[WHAT YOU WILL DO]:
Reproduce the lines starting at the one containing "A single point marks each instance of the upper" and ending after the one containing "<point>711,64</point>", substituting "Returned" for every "Reported" and leaving everything else unchanged.

— Start —

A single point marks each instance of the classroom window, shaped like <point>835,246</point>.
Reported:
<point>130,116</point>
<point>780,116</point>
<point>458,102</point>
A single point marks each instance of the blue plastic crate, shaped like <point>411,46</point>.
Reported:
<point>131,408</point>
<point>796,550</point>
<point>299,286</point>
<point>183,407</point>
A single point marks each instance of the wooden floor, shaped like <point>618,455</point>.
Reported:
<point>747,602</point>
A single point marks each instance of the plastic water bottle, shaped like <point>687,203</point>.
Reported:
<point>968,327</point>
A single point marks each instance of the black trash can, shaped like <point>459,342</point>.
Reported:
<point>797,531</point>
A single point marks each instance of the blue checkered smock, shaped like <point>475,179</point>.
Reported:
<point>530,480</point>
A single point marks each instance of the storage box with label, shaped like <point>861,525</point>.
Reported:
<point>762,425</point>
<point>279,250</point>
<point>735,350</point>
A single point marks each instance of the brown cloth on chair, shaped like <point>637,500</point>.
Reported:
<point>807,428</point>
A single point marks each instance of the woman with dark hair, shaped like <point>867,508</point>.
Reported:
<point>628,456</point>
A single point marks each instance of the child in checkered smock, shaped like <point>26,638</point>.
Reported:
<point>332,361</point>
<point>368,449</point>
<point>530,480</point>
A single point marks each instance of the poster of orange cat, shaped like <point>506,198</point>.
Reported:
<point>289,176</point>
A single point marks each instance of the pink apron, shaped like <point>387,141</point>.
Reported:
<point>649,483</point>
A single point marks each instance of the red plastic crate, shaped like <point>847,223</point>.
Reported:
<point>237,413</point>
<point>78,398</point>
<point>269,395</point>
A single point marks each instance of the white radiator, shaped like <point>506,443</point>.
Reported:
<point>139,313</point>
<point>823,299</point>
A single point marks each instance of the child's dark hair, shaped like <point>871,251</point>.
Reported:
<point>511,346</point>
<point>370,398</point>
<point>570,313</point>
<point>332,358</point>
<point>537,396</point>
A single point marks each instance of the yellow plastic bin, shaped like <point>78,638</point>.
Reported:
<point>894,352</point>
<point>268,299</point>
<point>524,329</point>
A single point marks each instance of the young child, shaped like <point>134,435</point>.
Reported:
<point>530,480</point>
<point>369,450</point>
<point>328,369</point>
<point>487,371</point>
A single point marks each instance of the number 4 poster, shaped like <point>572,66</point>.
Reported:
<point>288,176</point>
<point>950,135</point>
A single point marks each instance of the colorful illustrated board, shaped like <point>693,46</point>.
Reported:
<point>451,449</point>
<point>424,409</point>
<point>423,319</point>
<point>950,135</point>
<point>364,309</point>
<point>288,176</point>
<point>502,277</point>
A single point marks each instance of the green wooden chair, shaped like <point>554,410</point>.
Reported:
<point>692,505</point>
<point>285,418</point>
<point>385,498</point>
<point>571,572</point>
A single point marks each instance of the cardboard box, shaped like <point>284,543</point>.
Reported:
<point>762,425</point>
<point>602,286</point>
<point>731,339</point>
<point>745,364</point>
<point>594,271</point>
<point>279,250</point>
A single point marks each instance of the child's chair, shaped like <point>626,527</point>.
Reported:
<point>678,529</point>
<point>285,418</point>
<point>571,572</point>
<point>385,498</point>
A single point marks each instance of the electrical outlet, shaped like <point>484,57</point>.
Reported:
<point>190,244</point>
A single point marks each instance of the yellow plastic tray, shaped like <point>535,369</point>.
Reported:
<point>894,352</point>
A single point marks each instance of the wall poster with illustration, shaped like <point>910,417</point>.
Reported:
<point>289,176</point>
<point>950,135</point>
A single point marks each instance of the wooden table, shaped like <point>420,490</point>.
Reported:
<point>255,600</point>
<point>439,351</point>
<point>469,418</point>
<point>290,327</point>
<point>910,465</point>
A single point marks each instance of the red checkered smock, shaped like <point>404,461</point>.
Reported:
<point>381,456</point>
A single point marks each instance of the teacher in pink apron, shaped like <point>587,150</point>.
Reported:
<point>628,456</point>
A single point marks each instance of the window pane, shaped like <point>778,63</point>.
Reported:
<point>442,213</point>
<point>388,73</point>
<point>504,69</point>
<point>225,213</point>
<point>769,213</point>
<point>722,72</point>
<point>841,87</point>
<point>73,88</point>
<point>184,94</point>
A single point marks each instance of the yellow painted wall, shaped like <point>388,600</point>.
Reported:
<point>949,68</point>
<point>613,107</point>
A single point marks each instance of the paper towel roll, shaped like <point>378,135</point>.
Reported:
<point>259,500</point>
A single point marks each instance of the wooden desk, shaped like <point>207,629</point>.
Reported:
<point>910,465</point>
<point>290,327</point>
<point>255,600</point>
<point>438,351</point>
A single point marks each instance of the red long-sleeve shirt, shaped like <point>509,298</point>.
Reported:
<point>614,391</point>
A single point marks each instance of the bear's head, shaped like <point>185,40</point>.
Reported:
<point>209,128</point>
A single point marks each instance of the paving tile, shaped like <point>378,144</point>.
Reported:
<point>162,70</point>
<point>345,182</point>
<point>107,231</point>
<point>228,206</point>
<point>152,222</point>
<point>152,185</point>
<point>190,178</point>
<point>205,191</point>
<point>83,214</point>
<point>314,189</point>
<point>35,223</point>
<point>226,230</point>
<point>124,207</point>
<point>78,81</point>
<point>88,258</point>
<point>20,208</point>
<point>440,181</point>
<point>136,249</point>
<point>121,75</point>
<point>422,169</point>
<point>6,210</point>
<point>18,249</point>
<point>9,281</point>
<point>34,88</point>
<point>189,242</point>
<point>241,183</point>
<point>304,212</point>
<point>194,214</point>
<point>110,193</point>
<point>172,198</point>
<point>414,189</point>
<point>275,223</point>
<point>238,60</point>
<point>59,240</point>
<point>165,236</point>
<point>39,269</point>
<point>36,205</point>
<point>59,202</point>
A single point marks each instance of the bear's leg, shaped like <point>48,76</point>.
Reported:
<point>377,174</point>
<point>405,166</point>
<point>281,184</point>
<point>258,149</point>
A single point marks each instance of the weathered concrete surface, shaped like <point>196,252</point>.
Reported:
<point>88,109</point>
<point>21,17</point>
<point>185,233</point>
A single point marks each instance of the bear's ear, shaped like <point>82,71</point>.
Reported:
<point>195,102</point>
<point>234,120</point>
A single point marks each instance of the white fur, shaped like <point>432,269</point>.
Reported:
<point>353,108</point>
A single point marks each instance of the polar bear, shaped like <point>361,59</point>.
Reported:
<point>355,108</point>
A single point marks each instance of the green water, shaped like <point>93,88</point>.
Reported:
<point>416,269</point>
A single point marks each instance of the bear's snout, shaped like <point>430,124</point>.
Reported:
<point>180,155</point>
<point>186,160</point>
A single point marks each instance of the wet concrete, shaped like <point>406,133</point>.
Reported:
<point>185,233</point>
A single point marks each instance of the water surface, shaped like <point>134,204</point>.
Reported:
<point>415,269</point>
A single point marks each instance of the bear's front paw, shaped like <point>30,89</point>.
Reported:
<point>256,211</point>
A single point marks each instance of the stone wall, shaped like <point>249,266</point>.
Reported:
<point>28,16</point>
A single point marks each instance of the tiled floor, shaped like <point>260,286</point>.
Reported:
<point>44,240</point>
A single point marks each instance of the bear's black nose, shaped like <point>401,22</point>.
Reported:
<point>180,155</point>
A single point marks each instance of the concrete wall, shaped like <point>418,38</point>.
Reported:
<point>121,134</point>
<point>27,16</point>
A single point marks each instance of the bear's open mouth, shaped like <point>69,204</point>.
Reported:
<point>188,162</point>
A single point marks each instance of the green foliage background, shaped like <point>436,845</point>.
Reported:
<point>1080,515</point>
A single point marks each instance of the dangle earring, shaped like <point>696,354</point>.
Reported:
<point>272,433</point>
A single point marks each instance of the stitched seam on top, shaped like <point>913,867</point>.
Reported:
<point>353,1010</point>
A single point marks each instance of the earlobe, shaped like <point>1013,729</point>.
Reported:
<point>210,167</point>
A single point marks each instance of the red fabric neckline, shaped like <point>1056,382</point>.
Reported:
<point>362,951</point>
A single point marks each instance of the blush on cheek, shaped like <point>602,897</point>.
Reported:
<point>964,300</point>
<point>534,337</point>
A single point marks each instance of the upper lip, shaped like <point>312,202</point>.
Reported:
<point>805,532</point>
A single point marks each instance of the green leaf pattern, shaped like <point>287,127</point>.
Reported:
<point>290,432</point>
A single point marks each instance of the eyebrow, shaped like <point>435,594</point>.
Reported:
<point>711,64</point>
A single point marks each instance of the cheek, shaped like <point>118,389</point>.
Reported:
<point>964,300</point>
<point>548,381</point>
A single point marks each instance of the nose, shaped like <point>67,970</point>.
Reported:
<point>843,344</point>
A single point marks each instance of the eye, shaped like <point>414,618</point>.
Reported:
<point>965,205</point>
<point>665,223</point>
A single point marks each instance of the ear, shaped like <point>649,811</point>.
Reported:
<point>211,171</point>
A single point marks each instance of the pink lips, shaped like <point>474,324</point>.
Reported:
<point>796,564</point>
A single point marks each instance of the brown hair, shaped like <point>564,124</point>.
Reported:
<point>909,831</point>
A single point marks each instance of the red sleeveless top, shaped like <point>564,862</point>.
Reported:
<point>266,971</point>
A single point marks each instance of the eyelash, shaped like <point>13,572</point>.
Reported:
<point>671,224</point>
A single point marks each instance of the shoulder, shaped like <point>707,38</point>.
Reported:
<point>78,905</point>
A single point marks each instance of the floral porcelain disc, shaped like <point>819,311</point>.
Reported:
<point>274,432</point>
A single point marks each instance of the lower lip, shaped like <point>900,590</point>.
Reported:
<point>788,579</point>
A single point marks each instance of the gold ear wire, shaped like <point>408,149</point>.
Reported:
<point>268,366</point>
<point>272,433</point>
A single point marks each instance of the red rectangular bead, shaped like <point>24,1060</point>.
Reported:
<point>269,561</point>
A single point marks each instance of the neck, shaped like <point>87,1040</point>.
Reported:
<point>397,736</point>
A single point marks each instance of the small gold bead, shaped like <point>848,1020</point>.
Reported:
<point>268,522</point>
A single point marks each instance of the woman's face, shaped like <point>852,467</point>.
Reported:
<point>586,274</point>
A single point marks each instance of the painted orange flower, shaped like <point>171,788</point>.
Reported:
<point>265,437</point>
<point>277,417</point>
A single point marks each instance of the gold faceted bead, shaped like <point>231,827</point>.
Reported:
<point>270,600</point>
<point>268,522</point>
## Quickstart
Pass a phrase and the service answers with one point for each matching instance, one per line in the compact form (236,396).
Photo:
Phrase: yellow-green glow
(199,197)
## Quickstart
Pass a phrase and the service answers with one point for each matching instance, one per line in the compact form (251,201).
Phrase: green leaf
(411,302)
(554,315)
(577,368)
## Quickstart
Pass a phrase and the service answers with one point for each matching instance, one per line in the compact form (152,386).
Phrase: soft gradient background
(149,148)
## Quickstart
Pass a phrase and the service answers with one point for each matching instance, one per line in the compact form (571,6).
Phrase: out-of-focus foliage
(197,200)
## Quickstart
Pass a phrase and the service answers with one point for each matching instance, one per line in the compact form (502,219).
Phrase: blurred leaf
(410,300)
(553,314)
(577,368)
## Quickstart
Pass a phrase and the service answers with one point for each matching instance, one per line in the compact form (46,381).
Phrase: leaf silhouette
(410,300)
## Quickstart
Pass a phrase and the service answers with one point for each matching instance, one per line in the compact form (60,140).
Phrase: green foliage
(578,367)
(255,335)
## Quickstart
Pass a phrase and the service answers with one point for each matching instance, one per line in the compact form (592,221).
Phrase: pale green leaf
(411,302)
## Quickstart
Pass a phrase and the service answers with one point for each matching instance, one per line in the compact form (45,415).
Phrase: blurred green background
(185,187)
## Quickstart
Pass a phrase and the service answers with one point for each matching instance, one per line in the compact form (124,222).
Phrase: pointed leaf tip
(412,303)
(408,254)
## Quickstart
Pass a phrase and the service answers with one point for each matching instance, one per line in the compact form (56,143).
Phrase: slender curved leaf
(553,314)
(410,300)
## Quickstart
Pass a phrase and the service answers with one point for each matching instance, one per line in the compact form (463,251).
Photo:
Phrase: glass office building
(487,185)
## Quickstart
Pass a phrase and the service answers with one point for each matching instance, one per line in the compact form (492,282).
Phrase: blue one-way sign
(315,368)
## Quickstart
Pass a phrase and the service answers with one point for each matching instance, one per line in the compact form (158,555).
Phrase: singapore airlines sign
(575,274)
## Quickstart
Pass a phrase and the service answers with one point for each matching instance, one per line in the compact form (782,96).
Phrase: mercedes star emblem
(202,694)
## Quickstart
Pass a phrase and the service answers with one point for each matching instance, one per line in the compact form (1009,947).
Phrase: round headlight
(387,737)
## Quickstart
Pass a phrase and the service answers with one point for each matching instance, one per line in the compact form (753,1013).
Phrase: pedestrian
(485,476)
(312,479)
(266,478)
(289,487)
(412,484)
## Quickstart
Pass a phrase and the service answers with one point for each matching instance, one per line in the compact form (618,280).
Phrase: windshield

— End —

[WRITTEN SOLUTION]:
A single point marks each instance of the upper lip, shaped like <point>312,202</point>.
Returned:
<point>805,532</point>
A single point marks each instance of the green leaf pattern, shaped like <point>287,127</point>.
Returned:
<point>290,432</point>
A single point marks each instance of the eyebrow, shaped like <point>435,594</point>.
Returned:
<point>711,64</point>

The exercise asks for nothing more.